── Items ──
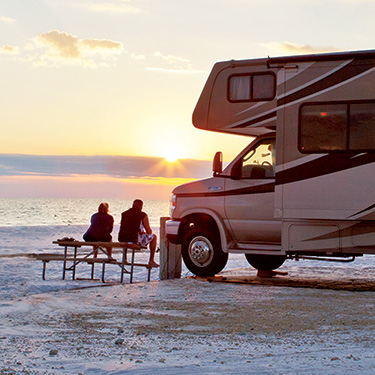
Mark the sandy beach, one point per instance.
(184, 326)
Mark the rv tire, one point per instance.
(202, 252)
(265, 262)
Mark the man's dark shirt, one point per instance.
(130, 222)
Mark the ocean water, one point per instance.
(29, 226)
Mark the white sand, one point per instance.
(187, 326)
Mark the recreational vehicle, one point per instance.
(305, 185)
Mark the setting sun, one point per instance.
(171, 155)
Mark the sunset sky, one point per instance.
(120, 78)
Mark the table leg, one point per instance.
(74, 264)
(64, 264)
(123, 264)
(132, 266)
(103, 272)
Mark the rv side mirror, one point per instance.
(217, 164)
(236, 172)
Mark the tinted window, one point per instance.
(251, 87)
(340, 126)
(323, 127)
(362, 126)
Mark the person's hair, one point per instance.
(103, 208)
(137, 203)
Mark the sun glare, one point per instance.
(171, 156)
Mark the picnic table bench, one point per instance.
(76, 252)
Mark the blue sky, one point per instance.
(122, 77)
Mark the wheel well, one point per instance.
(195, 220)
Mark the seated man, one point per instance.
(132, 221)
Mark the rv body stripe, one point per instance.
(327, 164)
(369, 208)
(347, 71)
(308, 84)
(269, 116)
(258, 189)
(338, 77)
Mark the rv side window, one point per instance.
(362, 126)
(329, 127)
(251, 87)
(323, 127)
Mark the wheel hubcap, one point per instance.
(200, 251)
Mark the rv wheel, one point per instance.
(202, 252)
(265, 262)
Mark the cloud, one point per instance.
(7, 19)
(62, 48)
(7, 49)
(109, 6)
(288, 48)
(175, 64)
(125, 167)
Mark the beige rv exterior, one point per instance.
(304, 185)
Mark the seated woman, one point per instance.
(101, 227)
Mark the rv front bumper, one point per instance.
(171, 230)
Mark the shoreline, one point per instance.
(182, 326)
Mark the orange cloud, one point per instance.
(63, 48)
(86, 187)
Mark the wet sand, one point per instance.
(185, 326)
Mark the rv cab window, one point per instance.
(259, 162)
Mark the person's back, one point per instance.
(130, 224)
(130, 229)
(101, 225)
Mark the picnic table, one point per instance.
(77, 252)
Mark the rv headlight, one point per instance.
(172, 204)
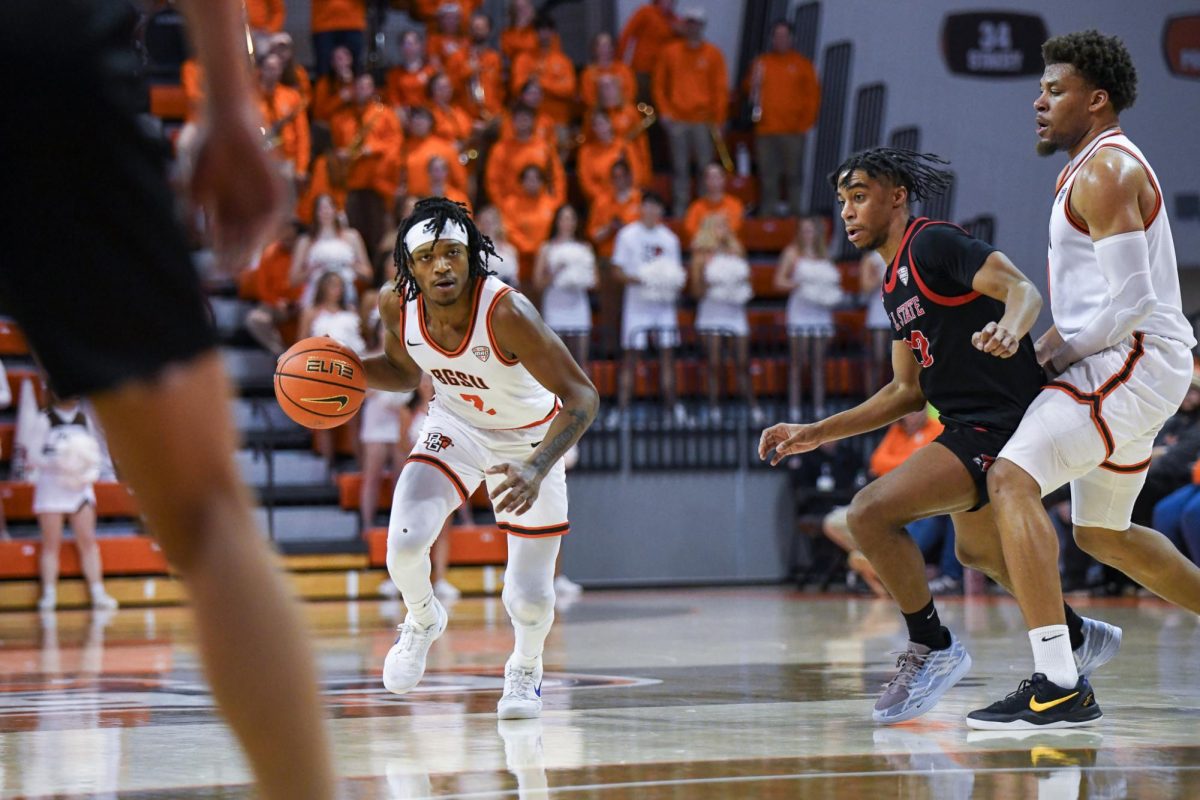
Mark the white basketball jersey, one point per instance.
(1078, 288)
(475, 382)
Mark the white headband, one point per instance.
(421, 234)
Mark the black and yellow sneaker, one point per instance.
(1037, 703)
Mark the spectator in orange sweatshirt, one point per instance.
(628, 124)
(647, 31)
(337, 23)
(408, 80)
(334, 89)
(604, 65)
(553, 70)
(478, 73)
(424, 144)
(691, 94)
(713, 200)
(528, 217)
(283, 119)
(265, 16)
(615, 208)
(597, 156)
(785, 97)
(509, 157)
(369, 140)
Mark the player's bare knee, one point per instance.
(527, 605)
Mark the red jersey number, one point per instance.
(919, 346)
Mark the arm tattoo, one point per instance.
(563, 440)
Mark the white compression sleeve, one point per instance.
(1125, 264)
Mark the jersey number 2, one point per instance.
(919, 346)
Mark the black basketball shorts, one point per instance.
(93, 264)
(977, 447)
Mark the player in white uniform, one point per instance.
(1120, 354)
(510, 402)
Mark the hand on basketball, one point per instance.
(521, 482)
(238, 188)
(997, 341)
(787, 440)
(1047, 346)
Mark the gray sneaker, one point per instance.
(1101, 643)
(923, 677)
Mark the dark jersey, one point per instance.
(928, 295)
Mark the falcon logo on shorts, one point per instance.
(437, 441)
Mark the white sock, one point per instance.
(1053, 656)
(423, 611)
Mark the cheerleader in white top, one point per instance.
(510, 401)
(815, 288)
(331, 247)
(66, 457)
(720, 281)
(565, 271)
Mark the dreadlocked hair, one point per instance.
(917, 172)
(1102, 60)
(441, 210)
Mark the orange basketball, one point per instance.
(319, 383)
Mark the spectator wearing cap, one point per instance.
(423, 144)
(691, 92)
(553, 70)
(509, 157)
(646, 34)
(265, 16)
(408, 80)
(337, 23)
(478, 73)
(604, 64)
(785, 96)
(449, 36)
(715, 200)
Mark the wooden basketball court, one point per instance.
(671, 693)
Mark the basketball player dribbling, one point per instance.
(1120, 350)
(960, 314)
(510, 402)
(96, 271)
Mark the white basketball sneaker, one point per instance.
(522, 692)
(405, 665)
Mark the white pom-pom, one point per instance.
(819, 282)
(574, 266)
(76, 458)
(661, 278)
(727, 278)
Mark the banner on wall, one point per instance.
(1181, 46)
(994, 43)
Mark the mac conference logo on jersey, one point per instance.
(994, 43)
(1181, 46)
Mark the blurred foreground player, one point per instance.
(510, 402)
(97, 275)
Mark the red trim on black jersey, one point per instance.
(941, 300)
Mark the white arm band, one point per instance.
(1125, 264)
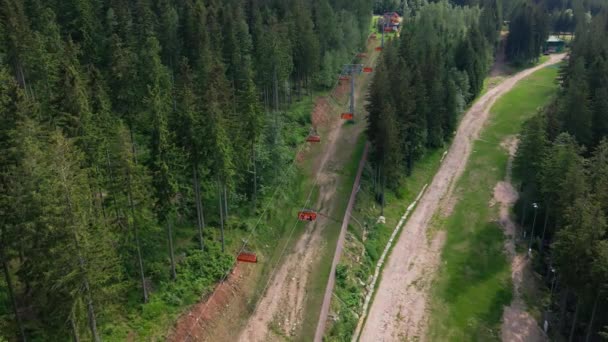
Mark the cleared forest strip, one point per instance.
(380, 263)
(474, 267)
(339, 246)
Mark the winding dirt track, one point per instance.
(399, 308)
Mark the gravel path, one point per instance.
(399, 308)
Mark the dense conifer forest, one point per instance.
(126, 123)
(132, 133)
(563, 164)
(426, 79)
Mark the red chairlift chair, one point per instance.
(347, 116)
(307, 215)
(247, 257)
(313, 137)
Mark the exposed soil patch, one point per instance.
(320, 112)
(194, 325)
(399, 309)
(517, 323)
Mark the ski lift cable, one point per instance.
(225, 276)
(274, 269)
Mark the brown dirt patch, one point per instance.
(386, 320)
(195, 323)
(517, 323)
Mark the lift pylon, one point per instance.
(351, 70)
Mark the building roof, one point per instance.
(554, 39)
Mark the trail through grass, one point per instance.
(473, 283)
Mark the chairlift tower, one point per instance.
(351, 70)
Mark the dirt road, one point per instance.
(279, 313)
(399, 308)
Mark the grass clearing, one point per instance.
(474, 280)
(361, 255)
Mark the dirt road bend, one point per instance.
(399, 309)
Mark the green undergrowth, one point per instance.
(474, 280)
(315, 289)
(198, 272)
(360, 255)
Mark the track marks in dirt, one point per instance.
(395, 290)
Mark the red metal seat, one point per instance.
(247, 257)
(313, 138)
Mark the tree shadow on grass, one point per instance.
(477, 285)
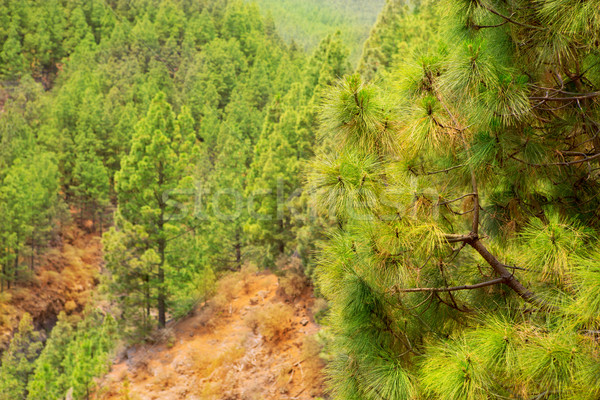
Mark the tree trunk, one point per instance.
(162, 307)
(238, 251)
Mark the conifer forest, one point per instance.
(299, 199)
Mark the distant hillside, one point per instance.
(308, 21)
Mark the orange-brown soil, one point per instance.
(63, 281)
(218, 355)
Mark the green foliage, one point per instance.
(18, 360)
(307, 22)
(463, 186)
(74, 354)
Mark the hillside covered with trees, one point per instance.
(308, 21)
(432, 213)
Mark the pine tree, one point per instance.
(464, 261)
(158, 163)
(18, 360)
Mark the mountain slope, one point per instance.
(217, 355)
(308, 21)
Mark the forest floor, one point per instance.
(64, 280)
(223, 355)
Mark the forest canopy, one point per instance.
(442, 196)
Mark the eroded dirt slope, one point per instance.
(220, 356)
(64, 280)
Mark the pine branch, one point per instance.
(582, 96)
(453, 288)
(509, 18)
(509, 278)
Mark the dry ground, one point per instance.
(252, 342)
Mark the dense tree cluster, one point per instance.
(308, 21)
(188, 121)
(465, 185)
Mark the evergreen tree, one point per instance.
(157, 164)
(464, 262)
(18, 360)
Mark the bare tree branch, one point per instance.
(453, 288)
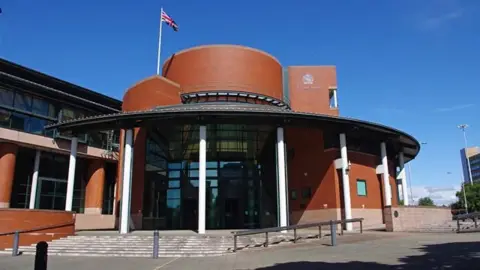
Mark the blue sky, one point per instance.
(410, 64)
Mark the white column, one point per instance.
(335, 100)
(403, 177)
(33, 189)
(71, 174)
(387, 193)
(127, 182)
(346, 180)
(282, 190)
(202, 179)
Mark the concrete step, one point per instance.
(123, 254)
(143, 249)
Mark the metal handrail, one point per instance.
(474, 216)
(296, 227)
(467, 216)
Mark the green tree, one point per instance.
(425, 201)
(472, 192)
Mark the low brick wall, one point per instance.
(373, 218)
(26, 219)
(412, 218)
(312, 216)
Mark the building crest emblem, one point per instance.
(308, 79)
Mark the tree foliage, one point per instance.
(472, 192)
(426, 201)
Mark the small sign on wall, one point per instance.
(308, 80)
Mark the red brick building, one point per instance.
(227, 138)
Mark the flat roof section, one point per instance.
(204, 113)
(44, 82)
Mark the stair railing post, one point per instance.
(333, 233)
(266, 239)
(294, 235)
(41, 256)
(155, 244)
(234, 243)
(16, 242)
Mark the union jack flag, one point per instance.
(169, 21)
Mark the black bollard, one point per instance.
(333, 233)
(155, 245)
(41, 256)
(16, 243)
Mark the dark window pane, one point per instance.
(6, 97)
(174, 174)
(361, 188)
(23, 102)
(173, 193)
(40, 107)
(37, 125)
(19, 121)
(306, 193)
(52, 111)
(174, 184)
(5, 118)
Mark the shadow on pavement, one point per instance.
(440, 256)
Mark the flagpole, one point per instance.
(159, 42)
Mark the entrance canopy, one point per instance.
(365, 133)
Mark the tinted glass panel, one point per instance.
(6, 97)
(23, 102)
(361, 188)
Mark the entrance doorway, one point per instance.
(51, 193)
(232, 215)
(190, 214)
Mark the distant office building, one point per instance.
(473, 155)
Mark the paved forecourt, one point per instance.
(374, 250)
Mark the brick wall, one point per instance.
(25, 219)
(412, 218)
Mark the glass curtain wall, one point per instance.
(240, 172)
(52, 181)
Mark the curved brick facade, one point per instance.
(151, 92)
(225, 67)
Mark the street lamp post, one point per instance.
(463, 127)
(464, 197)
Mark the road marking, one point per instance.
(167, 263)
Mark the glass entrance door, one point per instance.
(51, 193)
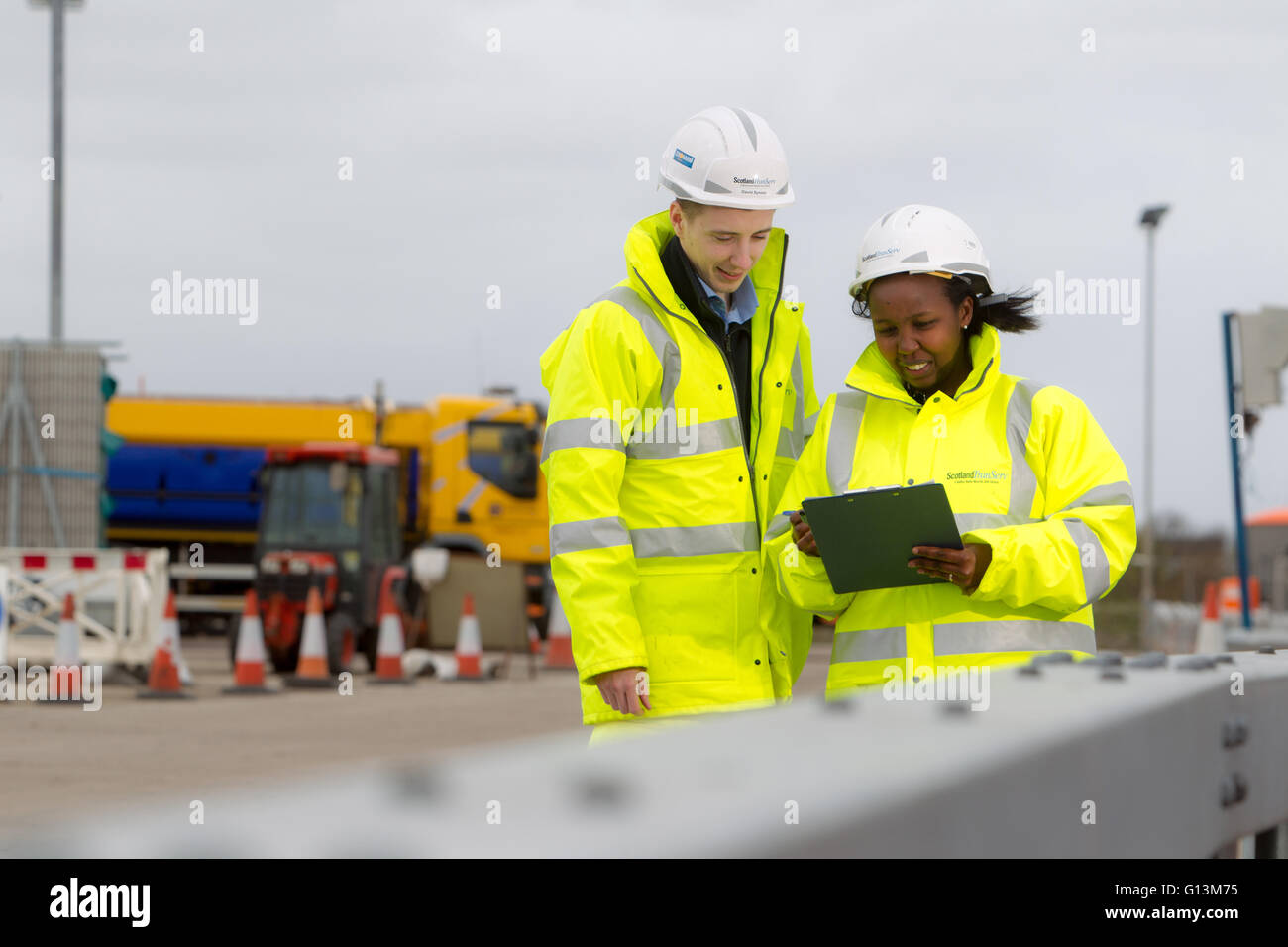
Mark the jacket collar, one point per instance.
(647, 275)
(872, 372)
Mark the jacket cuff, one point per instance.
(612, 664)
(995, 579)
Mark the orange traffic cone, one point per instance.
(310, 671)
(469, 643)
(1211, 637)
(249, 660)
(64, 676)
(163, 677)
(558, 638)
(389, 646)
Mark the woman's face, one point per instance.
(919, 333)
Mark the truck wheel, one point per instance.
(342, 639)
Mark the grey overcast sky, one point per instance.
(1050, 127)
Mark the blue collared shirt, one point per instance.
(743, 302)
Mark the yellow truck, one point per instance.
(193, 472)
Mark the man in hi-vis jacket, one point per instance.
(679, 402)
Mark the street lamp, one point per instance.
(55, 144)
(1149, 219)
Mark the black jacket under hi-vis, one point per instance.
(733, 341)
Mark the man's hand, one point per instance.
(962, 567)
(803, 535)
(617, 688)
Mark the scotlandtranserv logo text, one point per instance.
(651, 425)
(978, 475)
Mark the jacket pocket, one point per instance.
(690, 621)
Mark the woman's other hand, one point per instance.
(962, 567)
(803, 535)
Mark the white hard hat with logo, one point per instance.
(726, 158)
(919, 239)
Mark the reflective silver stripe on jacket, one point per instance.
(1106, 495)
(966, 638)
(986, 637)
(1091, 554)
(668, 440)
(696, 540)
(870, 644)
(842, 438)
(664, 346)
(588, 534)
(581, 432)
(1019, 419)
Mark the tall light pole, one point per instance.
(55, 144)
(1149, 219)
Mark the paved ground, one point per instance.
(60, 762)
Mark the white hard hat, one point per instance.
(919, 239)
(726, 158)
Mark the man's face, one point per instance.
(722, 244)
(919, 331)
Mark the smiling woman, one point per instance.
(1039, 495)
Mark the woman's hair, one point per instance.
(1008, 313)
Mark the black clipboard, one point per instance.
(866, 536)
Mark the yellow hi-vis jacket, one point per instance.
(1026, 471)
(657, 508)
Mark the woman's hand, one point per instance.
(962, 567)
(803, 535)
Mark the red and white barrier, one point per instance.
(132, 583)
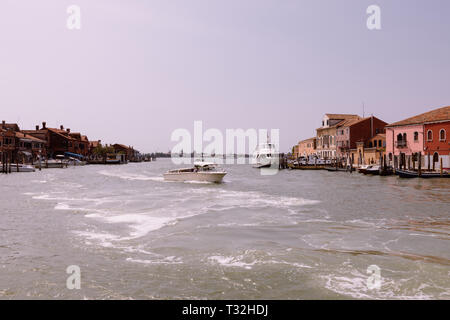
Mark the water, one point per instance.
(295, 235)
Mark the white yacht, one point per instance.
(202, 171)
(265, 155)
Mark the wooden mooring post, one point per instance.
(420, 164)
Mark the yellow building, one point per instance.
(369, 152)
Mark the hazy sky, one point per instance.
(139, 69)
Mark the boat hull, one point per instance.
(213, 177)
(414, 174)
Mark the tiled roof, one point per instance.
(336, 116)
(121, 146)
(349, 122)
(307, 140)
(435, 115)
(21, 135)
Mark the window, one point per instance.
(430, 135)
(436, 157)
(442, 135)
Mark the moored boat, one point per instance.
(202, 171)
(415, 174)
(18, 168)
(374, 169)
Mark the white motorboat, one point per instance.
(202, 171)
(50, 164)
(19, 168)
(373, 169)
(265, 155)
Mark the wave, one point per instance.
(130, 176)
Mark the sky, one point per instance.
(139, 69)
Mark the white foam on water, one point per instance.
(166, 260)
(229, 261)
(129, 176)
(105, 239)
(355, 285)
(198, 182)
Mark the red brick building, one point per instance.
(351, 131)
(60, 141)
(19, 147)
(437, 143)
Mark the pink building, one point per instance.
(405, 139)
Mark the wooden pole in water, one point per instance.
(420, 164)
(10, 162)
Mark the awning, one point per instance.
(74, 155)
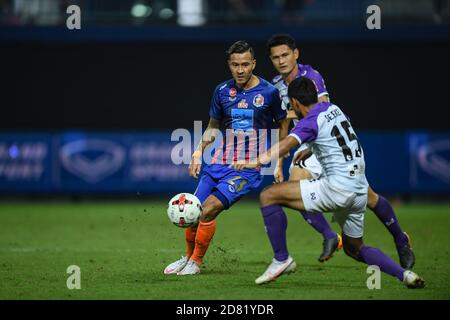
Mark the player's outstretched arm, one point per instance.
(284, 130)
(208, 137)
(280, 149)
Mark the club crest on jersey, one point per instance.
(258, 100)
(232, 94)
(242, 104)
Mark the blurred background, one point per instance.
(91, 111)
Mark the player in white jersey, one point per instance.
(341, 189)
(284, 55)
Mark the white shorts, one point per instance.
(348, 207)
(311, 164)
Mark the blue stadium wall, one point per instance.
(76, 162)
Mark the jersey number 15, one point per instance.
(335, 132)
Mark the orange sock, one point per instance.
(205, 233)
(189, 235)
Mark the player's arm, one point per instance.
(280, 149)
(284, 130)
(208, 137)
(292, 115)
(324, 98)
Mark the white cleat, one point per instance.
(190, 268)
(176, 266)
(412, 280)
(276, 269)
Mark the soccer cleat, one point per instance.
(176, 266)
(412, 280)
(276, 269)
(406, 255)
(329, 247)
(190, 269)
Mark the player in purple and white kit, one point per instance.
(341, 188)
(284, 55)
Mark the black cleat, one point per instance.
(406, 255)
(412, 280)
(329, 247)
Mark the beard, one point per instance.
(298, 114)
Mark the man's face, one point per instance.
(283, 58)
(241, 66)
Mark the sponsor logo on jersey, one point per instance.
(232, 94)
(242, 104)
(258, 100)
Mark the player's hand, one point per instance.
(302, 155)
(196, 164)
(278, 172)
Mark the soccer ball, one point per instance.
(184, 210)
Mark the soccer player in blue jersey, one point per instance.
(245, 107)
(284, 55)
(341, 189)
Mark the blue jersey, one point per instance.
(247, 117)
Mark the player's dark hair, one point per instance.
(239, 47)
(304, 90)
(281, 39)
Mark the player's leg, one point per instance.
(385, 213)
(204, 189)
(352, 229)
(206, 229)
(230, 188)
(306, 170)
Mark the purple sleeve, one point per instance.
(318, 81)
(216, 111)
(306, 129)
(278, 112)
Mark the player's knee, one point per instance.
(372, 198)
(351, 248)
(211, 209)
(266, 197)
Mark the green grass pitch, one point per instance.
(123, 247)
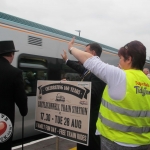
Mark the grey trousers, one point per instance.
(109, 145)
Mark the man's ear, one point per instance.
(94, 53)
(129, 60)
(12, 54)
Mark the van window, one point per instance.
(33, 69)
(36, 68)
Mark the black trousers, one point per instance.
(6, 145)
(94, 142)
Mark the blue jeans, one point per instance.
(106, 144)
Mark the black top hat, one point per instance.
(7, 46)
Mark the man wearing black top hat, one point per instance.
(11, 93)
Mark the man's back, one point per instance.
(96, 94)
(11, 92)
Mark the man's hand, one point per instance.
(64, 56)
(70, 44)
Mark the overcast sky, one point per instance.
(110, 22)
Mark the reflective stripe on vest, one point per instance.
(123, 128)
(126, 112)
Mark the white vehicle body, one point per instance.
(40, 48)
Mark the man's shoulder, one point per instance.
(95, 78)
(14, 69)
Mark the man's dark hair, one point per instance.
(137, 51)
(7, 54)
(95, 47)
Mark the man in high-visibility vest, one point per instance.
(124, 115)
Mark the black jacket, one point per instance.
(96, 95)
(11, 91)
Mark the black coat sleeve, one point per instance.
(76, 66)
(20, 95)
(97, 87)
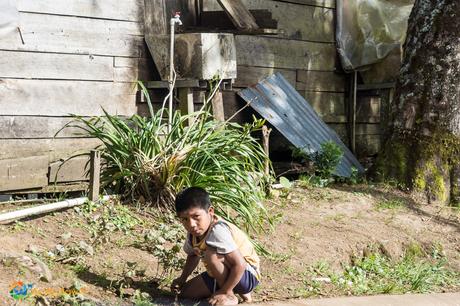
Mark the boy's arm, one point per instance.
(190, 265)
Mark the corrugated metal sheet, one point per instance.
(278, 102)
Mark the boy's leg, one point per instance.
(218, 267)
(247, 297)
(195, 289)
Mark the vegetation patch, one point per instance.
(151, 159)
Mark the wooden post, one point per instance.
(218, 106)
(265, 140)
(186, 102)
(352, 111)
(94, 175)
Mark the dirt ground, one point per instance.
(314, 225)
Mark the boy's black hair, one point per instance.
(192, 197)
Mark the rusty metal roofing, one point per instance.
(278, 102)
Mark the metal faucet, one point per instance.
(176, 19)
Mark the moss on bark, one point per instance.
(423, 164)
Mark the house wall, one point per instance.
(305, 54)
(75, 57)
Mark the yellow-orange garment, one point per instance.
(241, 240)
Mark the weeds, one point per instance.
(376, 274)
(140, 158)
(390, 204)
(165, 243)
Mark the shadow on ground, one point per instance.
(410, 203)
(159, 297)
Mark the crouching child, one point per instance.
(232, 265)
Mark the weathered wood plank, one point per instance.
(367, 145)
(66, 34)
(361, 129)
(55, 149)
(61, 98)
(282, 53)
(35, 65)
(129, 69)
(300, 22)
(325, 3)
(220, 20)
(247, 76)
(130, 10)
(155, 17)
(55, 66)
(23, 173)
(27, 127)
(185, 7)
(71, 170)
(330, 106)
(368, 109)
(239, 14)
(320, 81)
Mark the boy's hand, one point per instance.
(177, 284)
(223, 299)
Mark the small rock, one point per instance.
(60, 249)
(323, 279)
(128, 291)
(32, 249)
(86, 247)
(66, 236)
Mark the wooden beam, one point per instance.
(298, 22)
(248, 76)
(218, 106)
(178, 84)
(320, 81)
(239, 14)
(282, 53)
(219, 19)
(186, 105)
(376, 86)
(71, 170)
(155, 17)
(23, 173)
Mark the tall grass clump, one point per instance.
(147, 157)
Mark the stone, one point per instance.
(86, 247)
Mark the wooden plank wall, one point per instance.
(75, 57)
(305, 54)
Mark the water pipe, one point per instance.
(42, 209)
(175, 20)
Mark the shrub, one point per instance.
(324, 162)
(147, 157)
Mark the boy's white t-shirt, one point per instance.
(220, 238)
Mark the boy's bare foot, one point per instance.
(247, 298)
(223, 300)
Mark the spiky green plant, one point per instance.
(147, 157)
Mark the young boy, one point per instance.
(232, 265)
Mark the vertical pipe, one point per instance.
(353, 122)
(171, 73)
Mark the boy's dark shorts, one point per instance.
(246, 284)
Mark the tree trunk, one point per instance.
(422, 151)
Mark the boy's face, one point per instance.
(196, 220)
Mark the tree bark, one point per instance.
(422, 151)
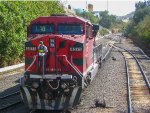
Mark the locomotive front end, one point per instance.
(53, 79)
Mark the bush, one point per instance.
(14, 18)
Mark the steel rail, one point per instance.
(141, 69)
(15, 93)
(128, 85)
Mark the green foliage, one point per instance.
───
[Stated goal] Copy only this, please: the line with "Mark the boy's hand, one point per instance." and every line after it through the end of the data, with no pictures.

[Output for this exercise]
Mark the boy's hand, one point per instance.
(177, 284)
(223, 299)
Mark the small rock, one point per instance.
(60, 249)
(323, 279)
(128, 291)
(32, 249)
(86, 247)
(66, 236)
Mark the wooden beam, one point per instance.
(298, 22)
(248, 76)
(218, 106)
(178, 84)
(320, 81)
(239, 14)
(282, 53)
(219, 19)
(186, 105)
(376, 86)
(71, 170)
(155, 17)
(23, 173)
Mark the tall grass clump, one point per instance.
(147, 157)
Mark the stone, one point per instance.
(86, 247)
Mark the wooden plank wall, one point per instance.
(75, 57)
(305, 54)
Mark the water pipe, one point per instance.
(42, 209)
(175, 20)
Mark the shrub, one point per instance.
(324, 162)
(147, 157)
Mark the boy's white t-shirt, one point per instance.
(220, 238)
Mark the boy's bare foot, one point per instance.
(247, 298)
(223, 300)
Mark the spiky green plant, one point per instance.
(147, 157)
Mark the young boy, one point per instance.
(232, 265)
Mark the vertical pipe, one point per instance.
(353, 122)
(171, 73)
Mark the boy's dark shorts, one point per instance.
(246, 284)
Mark the tree trunk, one point per instance.
(422, 151)
Mark the boy's face, one point per instance.
(196, 220)
Mark the tree bark, one point per instance.
(422, 151)
Mark the locomotive front end, one point per instance.
(53, 79)
Mark the bush, one point per instance.
(14, 18)
Mark the steel rail, one point per instance.
(141, 69)
(15, 93)
(128, 85)
Mark the green foliage, one point per instance.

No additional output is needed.